Record excerpts
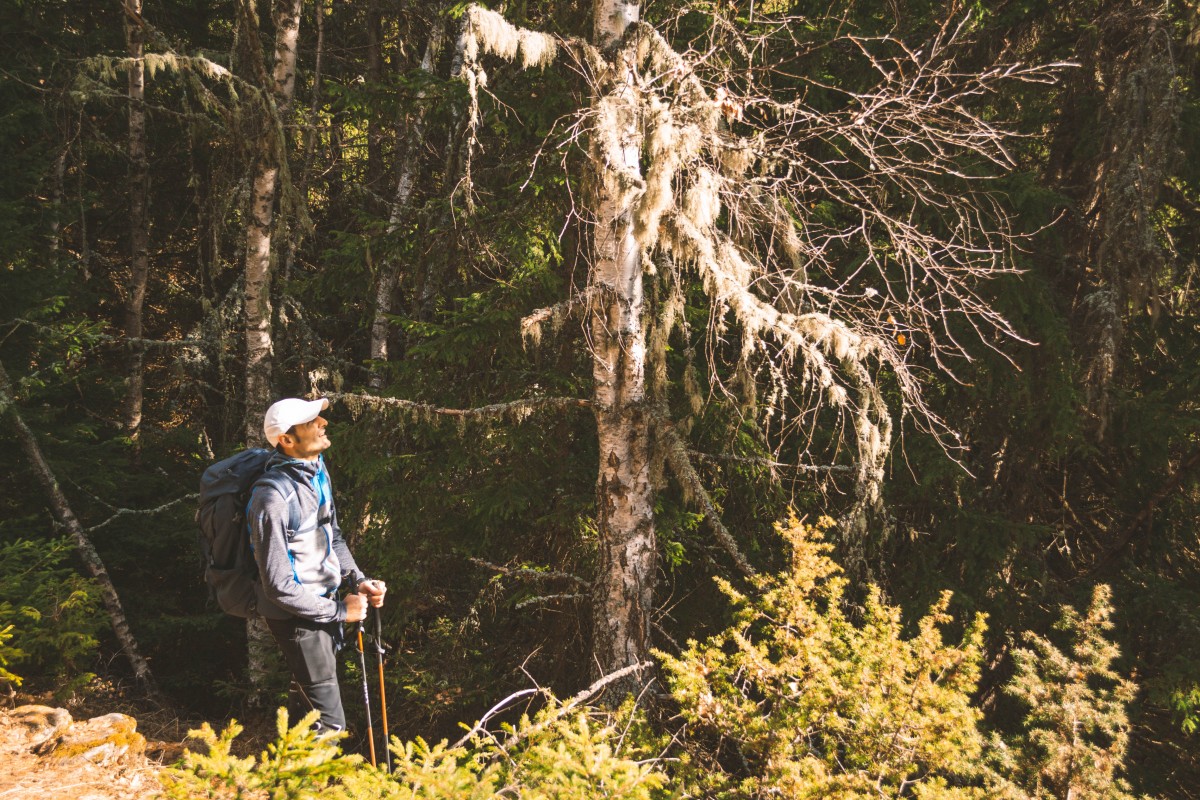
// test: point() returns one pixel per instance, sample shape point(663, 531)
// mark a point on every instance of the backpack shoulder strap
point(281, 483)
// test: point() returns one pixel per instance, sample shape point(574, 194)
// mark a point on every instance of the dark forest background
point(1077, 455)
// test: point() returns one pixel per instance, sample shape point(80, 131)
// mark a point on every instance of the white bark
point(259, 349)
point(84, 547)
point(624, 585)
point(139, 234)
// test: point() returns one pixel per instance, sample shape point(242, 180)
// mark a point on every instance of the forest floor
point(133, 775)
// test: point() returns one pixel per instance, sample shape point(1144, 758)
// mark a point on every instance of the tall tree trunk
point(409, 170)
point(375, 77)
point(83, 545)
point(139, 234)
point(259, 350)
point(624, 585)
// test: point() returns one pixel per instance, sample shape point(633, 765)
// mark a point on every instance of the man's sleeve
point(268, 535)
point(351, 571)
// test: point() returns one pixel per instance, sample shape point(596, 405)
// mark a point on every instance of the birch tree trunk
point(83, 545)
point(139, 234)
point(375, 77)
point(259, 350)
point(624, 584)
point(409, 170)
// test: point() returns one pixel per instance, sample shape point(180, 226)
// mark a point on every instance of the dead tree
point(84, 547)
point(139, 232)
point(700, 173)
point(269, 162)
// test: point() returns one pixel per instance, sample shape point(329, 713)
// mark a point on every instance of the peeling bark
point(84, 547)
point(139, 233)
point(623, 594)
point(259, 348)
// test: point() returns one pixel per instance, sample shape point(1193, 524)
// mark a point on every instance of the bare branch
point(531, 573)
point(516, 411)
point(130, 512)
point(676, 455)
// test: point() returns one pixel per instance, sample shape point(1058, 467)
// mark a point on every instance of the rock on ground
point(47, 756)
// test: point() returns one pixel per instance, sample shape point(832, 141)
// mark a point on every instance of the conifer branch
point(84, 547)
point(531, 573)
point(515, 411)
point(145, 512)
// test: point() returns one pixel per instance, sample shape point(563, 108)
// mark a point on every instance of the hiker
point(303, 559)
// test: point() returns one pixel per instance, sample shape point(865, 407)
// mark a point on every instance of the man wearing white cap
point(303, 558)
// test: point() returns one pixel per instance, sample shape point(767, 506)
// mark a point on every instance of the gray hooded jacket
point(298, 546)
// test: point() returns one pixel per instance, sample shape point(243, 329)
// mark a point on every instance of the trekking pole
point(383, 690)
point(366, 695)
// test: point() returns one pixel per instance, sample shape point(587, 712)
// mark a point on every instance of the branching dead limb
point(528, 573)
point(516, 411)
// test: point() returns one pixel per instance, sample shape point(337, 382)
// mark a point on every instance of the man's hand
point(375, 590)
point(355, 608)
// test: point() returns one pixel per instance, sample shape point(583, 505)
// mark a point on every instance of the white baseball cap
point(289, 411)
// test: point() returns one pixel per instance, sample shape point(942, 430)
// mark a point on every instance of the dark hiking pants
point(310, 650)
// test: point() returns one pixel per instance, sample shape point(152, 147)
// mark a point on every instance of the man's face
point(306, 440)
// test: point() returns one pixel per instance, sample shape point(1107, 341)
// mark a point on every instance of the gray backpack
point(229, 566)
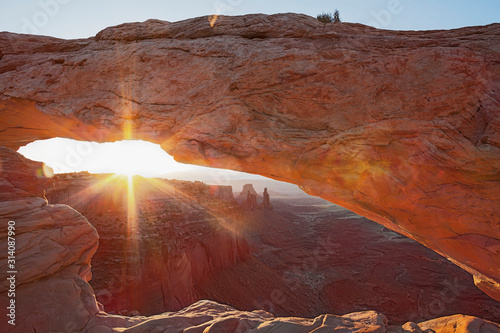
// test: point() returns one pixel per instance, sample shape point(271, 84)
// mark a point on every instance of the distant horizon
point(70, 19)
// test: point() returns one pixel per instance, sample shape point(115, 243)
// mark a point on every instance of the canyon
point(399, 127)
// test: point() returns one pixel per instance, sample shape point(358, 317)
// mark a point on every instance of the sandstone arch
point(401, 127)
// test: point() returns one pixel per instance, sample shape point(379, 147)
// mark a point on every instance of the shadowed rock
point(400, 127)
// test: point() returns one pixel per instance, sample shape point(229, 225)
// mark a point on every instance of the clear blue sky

What you need to do
Reproduce every item above word for word, leaving the pictures out of your copy.

Task answer
// test: point() returns one pixel per instance, sample shape point(663, 531)
// mark a point on every instance of the backpack shoulder strap
point(281, 483)
// test: point() returns one pixel per instance, sample shape point(574, 194)
// mark a point on every instance of the dark forest background
point(1077, 455)
// test: point() returns one pixel per instance, sample shape point(80, 131)
// mark a point on every instance of the white bark
point(259, 349)
point(84, 547)
point(624, 585)
point(139, 234)
// test: point() returns one pixel per instance, sample shape point(242, 180)
// mark a point on every instance of the forest floor
point(133, 775)
// test: point() returns one pixel per instance, sample shape point(1144, 758)
// mark a point on every instance of the tall tree trunk
point(409, 170)
point(375, 77)
point(83, 545)
point(139, 234)
point(259, 350)
point(624, 585)
// test: point() returns one pixel per instance, sample shape point(633, 765)
// mark a point on every instance of the man's sleeve
point(268, 535)
point(351, 571)
// test: point() returns one pixel per instance, sample shape point(596, 405)
// mark a point on every instance of the birch tree trunk
point(83, 545)
point(139, 234)
point(375, 77)
point(259, 350)
point(624, 584)
point(409, 170)
// test: point() returns one pixel per instance, sample shape point(180, 226)
// mark a point on every instance of the dead tree
point(84, 547)
point(139, 232)
point(700, 173)
point(269, 162)
// test: point() returns one pixel per instance, sample shape point(329, 713)
// mark a point on every instance of the peeling bark
point(84, 547)
point(139, 233)
point(623, 594)
point(259, 348)
// test: point() returns one pixel per instance, sample shape point(1193, 524)
// mark a point on every instance of the bare branch
point(531, 573)
point(516, 411)
point(130, 512)
point(676, 455)
// test: point() returns one pixel per instance, sample shape point(1058, 467)
// mark a point on every instance of the rock on ground
point(47, 756)
// test: point() returns one pixel per instance, sample shape point(832, 141)
// mark a point on every instance of the conifer branch
point(84, 547)
point(531, 573)
point(515, 411)
point(145, 512)
// test: point() returns one pixel per instance, sample shape point(563, 108)
// mark a point on every instance of the hiker
point(303, 559)
// test: point() returns one pixel per instance, sample shape point(865, 407)
// mark a point on every instance of the man wearing white cap
point(303, 558)
// test: point() returns one pixel per instance, sample shape point(767, 506)
// mark a point on every instance of the gray hooded jacket
point(298, 546)
// test: point() returns one pixel per instance, sample shape point(243, 329)
// mark a point on every instance of the trekking pole
point(383, 690)
point(366, 695)
// test: point() returns one pixel per instance, sample shape point(587, 712)
// mark a point on every instance of the branching dead limb
point(528, 573)
point(516, 411)
// test: point() returns one pixel per instance, sample shape point(337, 382)
// mark a point on every instance of the man's hand
point(375, 590)
point(355, 608)
// test: point() returns one pixel per instance, sample shape point(583, 505)
// mark a point on every instance of the white baseball cap
point(289, 411)
// test: point() returns one pixel per instance, sample shape point(942, 430)
// mark a point on every instance of the dark hiking pants
point(310, 650)
// test: point() returns one pixel per instance, sample shape point(152, 147)
// mark a point on every instance of the man's face
point(306, 440)
// test: point() returns one pixel per instance, sample shape point(1107, 341)
// mark a point on every instance of the gray backpack
point(229, 566)
// test: point() returns one pixel per instance, sample shape point(271, 84)
// mark a point on every instance of the distant horizon
point(70, 19)
// test: point() returns one pixel per instance, sample shape point(115, 243)
// mark a point on every instance of the canyon
point(399, 127)
// test: point() returns one pixel per instance, sample shape point(358, 317)
// mark a point on every instance of the sandstone arch
point(401, 127)
// test: point() returns one pixel per instance, sample shape point(379, 147)
// mark a point on every instance of the shadowed rock
point(400, 127)
// test: point() returns one pixel per instance, sample shape point(229, 225)
// mark a point on every instance of the clear blue sky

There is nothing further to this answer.